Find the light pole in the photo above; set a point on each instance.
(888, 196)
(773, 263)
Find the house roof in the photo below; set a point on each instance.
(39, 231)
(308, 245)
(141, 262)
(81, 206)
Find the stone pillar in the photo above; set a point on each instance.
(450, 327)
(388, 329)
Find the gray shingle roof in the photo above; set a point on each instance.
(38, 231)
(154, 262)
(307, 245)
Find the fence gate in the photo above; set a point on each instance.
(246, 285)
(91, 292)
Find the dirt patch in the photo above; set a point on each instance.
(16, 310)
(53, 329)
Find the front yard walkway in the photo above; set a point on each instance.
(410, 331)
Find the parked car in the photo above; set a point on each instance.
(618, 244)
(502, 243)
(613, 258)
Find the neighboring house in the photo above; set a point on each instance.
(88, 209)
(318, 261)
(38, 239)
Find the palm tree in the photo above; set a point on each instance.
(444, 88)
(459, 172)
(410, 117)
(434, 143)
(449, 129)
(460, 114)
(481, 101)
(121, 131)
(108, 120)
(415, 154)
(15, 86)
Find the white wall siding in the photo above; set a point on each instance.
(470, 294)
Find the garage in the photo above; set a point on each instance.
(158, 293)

* * * *

=== What the task asks ===
Start with the line that contains "Find the neighboring", end with the last line of the entries, and please retype every line in that span exactly, with no others.

=== Response ===
Find the neighboring house in the photo above; set a point on each instance.
(88, 209)
(318, 261)
(38, 239)
Find the palm tree in the photo above; set a point on each instance.
(444, 88)
(459, 172)
(410, 117)
(434, 143)
(449, 129)
(460, 114)
(481, 101)
(121, 131)
(108, 120)
(415, 154)
(15, 86)
Find the white wall siding in the photo above; set a point on each instance.
(470, 294)
Find the garage in the photo above; set a point on each instance.
(158, 293)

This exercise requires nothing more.